Aufgaben:
A. Schreiben Sie aus dem Interview über die Löhne den Abschnitt ab, der bei „Nachholbedarf bei den“ beginnt und bei „so viel gefordert?“ endet.
B. Wie viel bezahlt laut dem Interview über die Löhne eine vierköpfige Familie im Schnitt monatlich für Krankenkassenprämien?
C. Führen Sie das Interview über die Löhne nach seiner letzten Frage weiter.

Übungstext:
Nachholbedarf bei den Löhnen
Der SGB fordert für 2026 generelle Lohnerhöhungen von 2 bis 2,5 Prozent. Diese braucht es, um den Lohnrückstand und den massiven Anstieg der Krankenkassenprämien der vergangenen Jahre auszugleichen. Das bekräftigt Matteo Antonini, Präsident der Gewerkschaft syndicom.
Der SGB fordert dieses Jahr Lohnerhöhungen von 2 bis 2,5 Prozent. Ist das in der heutigen Wirtschaftslage nicht zu viel?
Nein. In einigen unserer Branchen stagnieren die Löhne seit Jahren. Die Produktivität ist gestiegen, die Preise sind es ebenfalls – jetzt müssen die Beschäftigten ihren fairen Anteil am Wachstum erhalten.
Aber die offizielle Teuerung beträgt nur 0,1 Prozent. Weshalb wird so viel gefordert?
Die offizielle Teuerung ist immer die jährliche Differenz, der Nachholbedarf wird in dieser Zahl überhaupt nicht berücksichtigt. Zum Beispiel: Die Krankenkassenprämien steigen um 5 Prozent und belasten die Haushalte massiv. Im Schnitt bezahlt eine vierköpfige Familie 1136 Franken für Prämien im Monat. Künftig dürfte es noch mehr werden, sagt der SGB. Auch die Mieten machen das Leben teuer.

Die Unternehmen sagen, Erhöhungen seien angesichts der Weltlage – Kriege, Rohstoffe, US-Zölle – nicht möglich.
Tatsache ist: 99 Prozent der Arbeitsplätze in der Schweiz sind von den Zöllen nicht betroffen. Einige Tausend Beschäftigte sind betroffen. Für sie haben wir die Verlängerung der Kurzarbeitsentschädigung auf 24 Monate verlangt. Die internationale Krise wird nur als Vorwand genommen, um die Löhne zu blockieren.
Du sagst, die Produktivität sei gestiegen. Um wie viel?

Vorliegendes Material:
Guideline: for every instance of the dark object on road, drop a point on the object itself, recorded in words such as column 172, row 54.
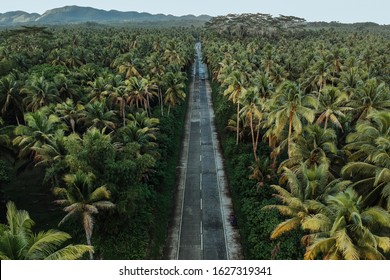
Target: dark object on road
column 233, row 220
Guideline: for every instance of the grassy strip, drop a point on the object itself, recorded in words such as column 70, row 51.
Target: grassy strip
column 172, row 128
column 255, row 224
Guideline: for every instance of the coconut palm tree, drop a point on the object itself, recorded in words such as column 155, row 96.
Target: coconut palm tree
column 69, row 113
column 97, row 115
column 236, row 87
column 313, row 147
column 290, row 105
column 38, row 129
column 253, row 112
column 303, row 196
column 174, row 88
column 19, row 242
column 10, row 97
column 369, row 165
column 370, row 96
column 332, row 104
column 346, row 230
column 40, row 92
column 81, row 198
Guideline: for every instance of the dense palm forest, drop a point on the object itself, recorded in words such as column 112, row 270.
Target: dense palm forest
column 92, row 117
column 91, row 122
column 304, row 117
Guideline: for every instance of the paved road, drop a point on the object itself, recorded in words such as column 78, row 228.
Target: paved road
column 200, row 227
column 202, row 232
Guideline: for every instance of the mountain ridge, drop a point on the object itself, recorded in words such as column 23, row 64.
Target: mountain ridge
column 77, row 14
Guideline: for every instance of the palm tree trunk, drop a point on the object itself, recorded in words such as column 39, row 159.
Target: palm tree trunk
column 161, row 102
column 289, row 132
column 326, row 122
column 88, row 225
column 238, row 121
column 253, row 137
column 257, row 137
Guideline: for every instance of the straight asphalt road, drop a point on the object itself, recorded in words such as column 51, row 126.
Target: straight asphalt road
column 200, row 228
column 202, row 232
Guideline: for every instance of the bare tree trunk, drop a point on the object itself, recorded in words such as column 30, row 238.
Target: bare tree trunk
column 253, row 138
column 238, row 121
column 289, row 132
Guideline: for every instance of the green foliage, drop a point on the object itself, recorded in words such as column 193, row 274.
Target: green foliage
column 18, row 242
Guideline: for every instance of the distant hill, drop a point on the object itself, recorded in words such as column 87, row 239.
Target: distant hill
column 76, row 14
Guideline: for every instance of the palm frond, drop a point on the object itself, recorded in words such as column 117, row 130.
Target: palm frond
column 70, row 252
column 285, row 226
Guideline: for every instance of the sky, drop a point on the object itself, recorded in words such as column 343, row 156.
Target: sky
column 346, row 11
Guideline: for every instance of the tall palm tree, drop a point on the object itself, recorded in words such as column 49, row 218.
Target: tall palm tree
column 369, row 165
column 303, row 196
column 253, row 112
column 313, row 147
column 290, row 105
column 81, row 198
column 236, row 87
column 37, row 131
column 10, row 97
column 97, row 115
column 40, row 92
column 174, row 88
column 332, row 104
column 346, row 230
column 370, row 96
column 18, row 242
column 69, row 112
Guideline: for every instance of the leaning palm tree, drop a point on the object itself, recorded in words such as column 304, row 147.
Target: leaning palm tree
column 332, row 104
column 10, row 97
column 369, row 166
column 18, row 242
column 347, row 230
column 289, row 107
column 303, row 195
column 252, row 109
column 370, row 97
column 81, row 198
column 37, row 131
column 174, row 87
column 236, row 87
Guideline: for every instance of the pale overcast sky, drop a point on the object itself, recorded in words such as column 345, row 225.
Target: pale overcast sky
column 312, row 10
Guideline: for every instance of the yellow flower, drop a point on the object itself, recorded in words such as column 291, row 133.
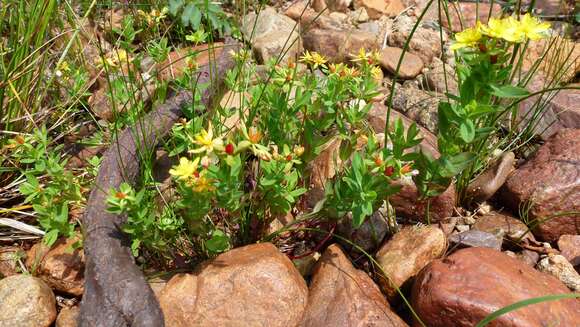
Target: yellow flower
column 203, row 184
column 207, row 142
column 313, row 58
column 467, row 38
column 377, row 73
column 185, row 170
column 533, row 28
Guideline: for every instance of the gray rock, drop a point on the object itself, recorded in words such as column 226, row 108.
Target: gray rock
column 268, row 32
column 26, row 301
column 562, row 269
column 476, row 238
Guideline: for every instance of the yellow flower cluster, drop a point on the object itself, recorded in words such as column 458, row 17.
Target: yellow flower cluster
column 509, row 29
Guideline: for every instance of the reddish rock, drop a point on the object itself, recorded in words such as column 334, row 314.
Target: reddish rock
column 484, row 186
column 411, row 66
column 341, row 295
column 61, row 266
column 9, row 257
column 501, row 225
column 254, row 285
column 470, row 12
column 569, row 245
column 406, row 202
column 68, row 317
column 465, row 287
column 425, row 43
column 409, row 251
column 337, row 45
column 378, row 8
column 550, row 182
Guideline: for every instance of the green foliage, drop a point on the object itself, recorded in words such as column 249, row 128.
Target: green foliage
column 49, row 186
column 199, row 13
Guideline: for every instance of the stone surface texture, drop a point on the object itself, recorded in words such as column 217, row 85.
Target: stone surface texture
column 551, row 182
column 403, row 256
column 341, row 295
column 465, row 287
column 26, row 301
column 61, row 267
column 254, row 285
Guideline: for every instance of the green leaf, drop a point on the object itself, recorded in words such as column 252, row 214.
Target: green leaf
column 174, row 6
column 467, row 131
column 219, row 242
column 509, row 91
column 515, row 306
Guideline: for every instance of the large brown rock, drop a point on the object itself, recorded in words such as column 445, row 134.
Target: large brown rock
column 378, row 8
column 26, row 301
column 268, row 32
column 62, row 267
column 406, row 202
column 550, row 182
column 337, row 45
column 411, row 66
column 255, row 285
column 465, row 287
column 569, row 246
column 466, row 13
column 409, row 251
column 341, row 295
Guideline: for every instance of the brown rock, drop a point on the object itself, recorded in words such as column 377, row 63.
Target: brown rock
column 406, row 202
column 378, row 8
column 411, row 66
column 268, row 32
column 466, row 13
column 472, row 283
column 409, row 251
column 337, row 45
column 501, row 225
column 418, row 105
column 484, row 186
column 254, row 285
column 26, row 301
column 549, row 181
column 569, row 245
column 341, row 295
column 425, row 43
column 68, row 317
column 557, row 266
column 9, row 256
column 61, row 267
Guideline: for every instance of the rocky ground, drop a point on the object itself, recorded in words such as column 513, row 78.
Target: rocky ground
column 454, row 272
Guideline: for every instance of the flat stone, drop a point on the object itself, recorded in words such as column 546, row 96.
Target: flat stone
column 550, row 181
column 484, row 186
column 341, row 295
column 268, row 32
column 409, row 251
column 569, row 245
column 378, row 8
column 26, row 301
column 62, row 267
column 476, row 238
column 411, row 66
column 559, row 267
column 501, row 225
column 470, row 284
column 337, row 45
column 68, row 317
column 254, row 285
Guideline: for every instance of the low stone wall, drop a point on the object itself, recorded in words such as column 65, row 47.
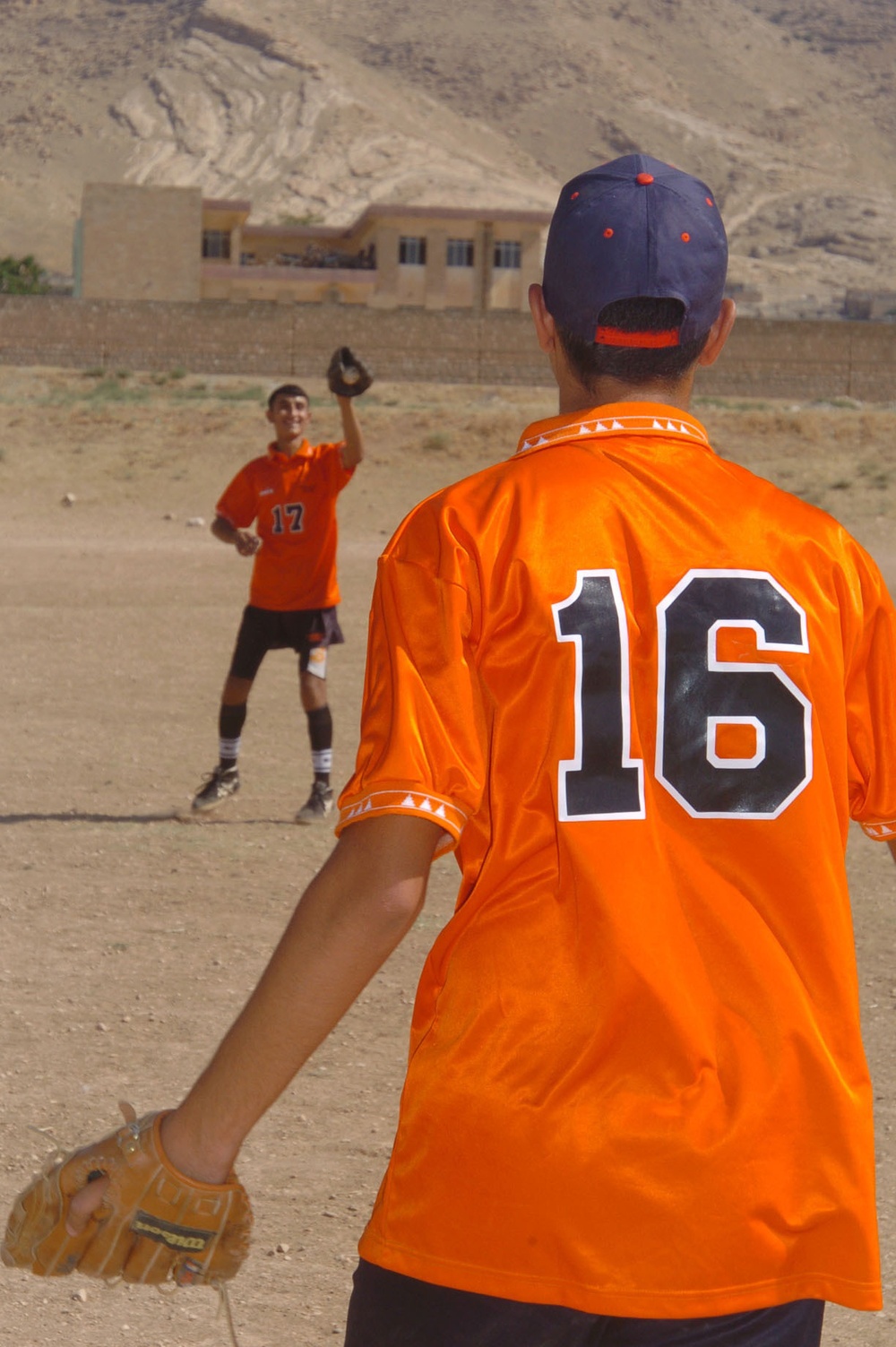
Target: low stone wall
column 764, row 358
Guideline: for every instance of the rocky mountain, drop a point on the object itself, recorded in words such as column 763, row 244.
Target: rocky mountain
column 313, row 108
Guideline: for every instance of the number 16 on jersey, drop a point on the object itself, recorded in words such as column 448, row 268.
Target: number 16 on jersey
column 698, row 695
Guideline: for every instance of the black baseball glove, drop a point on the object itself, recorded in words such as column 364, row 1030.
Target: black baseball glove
column 347, row 375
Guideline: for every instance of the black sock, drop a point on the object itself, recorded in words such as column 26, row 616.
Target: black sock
column 321, row 736
column 230, row 721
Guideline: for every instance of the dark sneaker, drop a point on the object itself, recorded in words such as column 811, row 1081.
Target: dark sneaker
column 219, row 787
column 320, row 803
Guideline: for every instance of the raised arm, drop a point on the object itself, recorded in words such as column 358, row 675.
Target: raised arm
column 353, row 439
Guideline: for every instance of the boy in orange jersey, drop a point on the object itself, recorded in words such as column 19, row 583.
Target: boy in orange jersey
column 641, row 693
column 290, row 493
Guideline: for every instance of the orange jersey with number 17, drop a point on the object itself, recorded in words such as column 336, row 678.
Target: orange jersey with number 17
column 293, row 501
column 643, row 693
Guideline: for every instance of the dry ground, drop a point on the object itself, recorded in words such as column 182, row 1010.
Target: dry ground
column 130, row 939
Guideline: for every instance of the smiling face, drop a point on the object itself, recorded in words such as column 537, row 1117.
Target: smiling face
column 290, row 415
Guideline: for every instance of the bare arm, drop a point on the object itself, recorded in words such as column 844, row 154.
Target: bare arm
column 353, row 446
column 246, row 541
column 348, row 921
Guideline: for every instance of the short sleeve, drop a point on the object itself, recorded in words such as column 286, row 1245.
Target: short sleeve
column 871, row 707
column 238, row 503
column 423, row 723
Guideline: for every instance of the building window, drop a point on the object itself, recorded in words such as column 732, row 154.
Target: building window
column 460, row 252
column 507, row 254
column 411, row 251
column 216, row 243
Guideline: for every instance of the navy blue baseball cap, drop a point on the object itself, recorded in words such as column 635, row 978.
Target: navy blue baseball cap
column 635, row 228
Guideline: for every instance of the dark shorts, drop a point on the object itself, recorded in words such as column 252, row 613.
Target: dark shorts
column 388, row 1309
column 262, row 629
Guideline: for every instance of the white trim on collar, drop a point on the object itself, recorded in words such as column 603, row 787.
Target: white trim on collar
column 646, row 425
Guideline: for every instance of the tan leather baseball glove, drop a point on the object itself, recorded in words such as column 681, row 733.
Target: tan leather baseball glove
column 155, row 1224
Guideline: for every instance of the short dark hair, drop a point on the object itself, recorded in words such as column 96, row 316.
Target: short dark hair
column 635, row 366
column 288, row 391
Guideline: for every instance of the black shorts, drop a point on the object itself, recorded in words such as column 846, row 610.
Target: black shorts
column 388, row 1309
column 263, row 629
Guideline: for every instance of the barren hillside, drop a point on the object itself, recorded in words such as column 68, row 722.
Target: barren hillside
column 318, row 107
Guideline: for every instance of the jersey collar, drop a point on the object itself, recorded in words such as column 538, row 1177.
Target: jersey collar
column 277, row 457
column 615, row 419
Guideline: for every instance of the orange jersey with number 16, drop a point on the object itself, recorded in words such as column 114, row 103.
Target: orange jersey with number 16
column 643, row 693
column 293, row 501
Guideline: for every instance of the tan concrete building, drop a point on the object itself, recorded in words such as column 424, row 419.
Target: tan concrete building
column 168, row 243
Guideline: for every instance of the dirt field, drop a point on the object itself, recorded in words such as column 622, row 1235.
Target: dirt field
column 127, row 937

Lösungen der Reihe nach:
A.
Nachholbedarf bei den Löhnen
Der SGB fordert für 2026 generelle Lohnerhöhungen von 2 bis 2,5 Prozent. Diese braucht es, um den Lohnrückstand und den massiven Anstieg der Krankenkassenprämien der vergangenen Jahre auszugleichen. Das bekräftigt Matteo Antonini, Präsident der Gewerkschaft syndicom.
Der SGB fordert dieses Jahr Lohnerhöhungen von 2 bis 2,5 Prozent. Ist das in der heutigen Wirtschaftslage nicht zu viel?
Nein. In einigen unserer Branchen stagnieren die Löhne seit Jahren. Die Produktivität ist gestiegen, die Preise sind es ebenfalls – jetzt müssen die Beschäftigten ihren fairen Anteil am Wachstum erhalten.
Aber die offizielle Teuerung beträgt nur 0,1 Prozent. Weshalb wird so viel gefordert?

B. 1136 Franken im Monat.

C.
Von 2014 bis 2024 hat sie laut Schätzung des SGB pro Jahr um etwa 1 Prozent zugenommen. Das sind zusammen 11 Prozent. Davon haben die Arbeitnehmenden nur sehr beschränkt profitiert. Die Reallöhne haben stagniert. Die Kaufkraft in bestimmten Branchen ist heute kaum besser als 2015 oder sinkt sogar. Um diese Lücke zu verringern, müssen die Löhne nach der Berechnung des SGB um mindestens 2 Prozent erhöht werden. In einzelnen Branchen, etwa bei den Banken und im Verkehr, fordert der SGB 3 Prozent.
Sag uns etwas zum Anstieg der Krankenkassenprämien. Was ist die Lösung?
Eine mögliche Lösung ist eine höhere Beteiligung der Arbeitgeber: Die Prämien sind seit 1997 um 158 Prozent gestiegen – die Löhne nur um 12 Prozent.
Gesundheit ist also auch eine Lohnfrage?
Absolut. Viele Gesundheitsprobleme hängen mit der Arbeit zusammen: 12 Prozent der 15- bis 74-Jährigen leiden an berufsbedingten Krankheiten. Sie sollen die Kosten nicht allein tragen müssen.
Und welche Position vertreten die Gewerkschaften bei den Mindestlöhnen?
Niemand sollte weniger als 4500 Franken pro Monat verdienen. Und mit einer Berufslehre nicht weniger als 5000 Franken. So viel muss man in der Schweiz verdienen, um nicht auf staatliche Unterstützung angewiesen zu sein.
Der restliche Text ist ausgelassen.